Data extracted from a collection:

· · ·

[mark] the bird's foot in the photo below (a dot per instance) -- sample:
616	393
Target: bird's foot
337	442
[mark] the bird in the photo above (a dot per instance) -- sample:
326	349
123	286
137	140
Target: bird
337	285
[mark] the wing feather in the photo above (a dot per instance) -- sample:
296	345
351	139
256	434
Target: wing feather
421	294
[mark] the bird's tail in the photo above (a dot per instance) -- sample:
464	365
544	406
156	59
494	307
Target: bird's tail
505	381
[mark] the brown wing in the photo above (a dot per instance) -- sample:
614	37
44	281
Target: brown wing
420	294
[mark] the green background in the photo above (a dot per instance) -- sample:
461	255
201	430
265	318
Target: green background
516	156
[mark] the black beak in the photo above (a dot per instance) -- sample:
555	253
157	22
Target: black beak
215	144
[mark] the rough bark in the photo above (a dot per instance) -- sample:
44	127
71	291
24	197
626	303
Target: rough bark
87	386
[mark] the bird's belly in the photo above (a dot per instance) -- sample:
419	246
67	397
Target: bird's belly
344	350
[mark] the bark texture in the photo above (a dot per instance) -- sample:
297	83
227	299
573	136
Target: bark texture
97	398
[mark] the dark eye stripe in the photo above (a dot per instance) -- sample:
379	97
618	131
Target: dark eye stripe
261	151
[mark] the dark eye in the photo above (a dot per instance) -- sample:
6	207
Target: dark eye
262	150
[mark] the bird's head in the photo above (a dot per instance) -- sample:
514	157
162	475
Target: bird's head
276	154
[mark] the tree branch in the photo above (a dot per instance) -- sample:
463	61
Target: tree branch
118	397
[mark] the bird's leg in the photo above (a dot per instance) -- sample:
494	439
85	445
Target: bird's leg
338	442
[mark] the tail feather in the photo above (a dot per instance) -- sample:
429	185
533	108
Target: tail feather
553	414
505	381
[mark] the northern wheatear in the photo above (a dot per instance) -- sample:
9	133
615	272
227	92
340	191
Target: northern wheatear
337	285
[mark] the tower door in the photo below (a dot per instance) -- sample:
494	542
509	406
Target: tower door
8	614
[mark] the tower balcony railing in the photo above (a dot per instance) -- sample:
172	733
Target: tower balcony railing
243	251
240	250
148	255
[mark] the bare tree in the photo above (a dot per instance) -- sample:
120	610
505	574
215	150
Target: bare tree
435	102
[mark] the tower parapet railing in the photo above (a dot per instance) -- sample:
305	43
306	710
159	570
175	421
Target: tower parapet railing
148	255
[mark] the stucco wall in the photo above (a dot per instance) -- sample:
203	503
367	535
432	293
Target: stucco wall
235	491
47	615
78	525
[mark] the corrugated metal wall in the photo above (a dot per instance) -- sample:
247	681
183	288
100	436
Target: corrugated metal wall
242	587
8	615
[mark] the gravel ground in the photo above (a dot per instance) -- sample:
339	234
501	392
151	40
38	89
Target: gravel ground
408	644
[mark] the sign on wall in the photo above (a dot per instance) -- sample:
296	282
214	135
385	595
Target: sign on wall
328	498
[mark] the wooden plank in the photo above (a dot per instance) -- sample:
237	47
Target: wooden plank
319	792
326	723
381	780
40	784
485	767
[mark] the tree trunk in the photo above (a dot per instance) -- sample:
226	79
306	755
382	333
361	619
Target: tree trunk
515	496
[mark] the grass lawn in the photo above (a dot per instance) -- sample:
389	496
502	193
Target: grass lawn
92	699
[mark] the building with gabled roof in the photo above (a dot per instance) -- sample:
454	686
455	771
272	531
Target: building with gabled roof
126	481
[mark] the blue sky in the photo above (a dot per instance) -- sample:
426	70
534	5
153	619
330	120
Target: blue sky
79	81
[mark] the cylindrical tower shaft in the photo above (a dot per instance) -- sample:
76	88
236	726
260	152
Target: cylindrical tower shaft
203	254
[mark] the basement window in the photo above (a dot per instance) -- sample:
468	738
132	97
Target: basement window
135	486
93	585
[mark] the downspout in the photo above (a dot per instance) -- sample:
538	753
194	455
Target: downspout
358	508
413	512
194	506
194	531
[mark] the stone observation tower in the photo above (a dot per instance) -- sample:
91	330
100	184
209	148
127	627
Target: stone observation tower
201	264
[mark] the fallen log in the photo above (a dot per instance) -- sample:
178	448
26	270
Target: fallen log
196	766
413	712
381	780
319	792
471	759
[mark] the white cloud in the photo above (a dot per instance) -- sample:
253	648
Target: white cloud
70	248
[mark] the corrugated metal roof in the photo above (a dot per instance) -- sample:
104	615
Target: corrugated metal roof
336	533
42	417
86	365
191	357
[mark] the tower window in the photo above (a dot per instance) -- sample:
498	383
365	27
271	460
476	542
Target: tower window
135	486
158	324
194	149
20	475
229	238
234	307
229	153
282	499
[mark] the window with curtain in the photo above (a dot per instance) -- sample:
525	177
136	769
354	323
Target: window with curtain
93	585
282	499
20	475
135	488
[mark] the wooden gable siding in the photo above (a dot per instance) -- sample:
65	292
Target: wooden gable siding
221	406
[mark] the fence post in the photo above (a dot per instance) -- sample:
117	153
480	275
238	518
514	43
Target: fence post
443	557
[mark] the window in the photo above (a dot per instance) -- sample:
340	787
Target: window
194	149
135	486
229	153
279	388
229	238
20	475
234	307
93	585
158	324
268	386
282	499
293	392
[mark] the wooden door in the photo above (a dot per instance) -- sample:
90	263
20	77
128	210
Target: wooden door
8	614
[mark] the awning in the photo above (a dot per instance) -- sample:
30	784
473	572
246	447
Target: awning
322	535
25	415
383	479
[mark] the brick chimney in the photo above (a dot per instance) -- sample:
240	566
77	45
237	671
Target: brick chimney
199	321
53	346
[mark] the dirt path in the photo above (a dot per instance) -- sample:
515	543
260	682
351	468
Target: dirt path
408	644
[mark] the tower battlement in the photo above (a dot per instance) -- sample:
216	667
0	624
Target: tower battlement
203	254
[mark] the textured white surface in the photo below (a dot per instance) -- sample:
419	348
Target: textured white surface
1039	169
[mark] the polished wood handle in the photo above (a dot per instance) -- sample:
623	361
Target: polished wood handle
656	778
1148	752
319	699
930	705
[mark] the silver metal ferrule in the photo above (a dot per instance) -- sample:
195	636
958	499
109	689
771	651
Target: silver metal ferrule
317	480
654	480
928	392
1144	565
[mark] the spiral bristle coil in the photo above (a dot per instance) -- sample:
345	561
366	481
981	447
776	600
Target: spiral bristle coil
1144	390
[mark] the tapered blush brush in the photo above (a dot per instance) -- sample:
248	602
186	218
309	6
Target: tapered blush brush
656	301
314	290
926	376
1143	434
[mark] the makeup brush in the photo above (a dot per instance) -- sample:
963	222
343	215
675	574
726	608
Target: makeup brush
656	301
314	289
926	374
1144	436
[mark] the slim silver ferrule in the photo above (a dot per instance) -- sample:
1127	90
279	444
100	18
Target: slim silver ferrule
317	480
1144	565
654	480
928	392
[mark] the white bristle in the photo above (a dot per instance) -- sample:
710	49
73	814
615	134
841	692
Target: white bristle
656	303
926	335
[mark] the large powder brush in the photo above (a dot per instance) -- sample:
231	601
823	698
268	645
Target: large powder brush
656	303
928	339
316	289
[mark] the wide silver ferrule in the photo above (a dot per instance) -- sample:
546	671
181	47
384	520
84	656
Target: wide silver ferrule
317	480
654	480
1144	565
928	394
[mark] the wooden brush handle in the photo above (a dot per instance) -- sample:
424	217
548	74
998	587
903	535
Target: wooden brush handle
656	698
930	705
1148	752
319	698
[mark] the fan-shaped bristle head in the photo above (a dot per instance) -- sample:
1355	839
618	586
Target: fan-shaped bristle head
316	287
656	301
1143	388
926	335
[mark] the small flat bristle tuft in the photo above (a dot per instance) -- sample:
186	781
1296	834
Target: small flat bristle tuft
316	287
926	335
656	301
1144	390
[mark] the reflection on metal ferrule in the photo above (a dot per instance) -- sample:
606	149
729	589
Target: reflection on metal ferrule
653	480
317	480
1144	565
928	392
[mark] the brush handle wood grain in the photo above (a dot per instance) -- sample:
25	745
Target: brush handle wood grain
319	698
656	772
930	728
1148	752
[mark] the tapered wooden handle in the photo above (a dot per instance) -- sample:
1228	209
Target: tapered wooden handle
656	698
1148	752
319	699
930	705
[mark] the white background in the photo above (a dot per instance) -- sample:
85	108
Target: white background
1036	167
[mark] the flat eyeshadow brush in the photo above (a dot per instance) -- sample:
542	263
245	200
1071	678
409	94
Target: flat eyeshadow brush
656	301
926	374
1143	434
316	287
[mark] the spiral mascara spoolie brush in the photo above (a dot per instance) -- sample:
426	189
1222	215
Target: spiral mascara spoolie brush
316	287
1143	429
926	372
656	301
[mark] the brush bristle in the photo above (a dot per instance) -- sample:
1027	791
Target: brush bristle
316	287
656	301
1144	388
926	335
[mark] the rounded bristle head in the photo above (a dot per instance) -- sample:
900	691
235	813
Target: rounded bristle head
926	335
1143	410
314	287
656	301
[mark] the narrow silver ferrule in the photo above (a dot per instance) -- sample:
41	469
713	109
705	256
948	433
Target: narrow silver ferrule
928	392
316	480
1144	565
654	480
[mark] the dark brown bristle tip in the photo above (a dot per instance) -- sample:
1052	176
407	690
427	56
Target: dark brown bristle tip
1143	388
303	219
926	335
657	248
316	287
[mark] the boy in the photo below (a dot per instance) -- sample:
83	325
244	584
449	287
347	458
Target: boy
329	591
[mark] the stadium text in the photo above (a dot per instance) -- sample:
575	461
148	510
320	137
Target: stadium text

· · ·

SET PROBLEM >> Everything from the line containing "[mark] the tapered wooden" to the end of the records must be written out exactly; include both of those lines and no others.

TASK SOLUTION >>
[mark] the tapered wooden handle in the photo above (a dot per instance) -- sample:
1228	209
Target: tapered wooden handle
656	698
1148	752
319	699
930	705
[mark] the white background in the photo above (a dot per instance) -- sample:
85	108
Target: white background
1036	167
[mark] the flat eyeshadow brush in the photo above (a dot per instance) -- sample:
542	263
245	200
1071	678
409	94
Target: flat eyeshadow brush
656	301
926	374
1143	434
316	287
[mark] the spiral mascara spoolie brush in the photo above (a dot per instance) -- sample:
426	189
1222	215
Target: spiral mascara spoolie brush
316	287
1143	429
926	372
656	301
[mark] the brush bristle in the photo above (a dot per instance) -- sample:
1027	791
Target: brush bristle
316	287
656	301
1144	388
926	335
[mark] the rounded bristle head in the photo above (a dot per instance) -- sample:
900	691
235	813
Target: rounded bristle head
926	335
1143	410
314	287
656	301
[mark] the narrow silver ferrule in the photo above (a dot per instance) -- sample:
41	469
713	109
705	256
948	433
Target: narrow silver ferrule
928	392
316	480
1144	565
654	480
[mark] the dark brown bristle tip in the photo above (a dot per instance) -- sample:
1052	176
407	690
427	56
Target: dark brown bristle tip
1143	388
303	219
926	335
657	248
316	287
[mark] the boy in the photo below (a dot per instance) -- sample:
83	325
244	584
449	287
347	458
Target: boy
329	591
[mark] the stadium text in the photo above (a dot per instance) -- sample:
575	461
148	510
320	137
Target: stadium text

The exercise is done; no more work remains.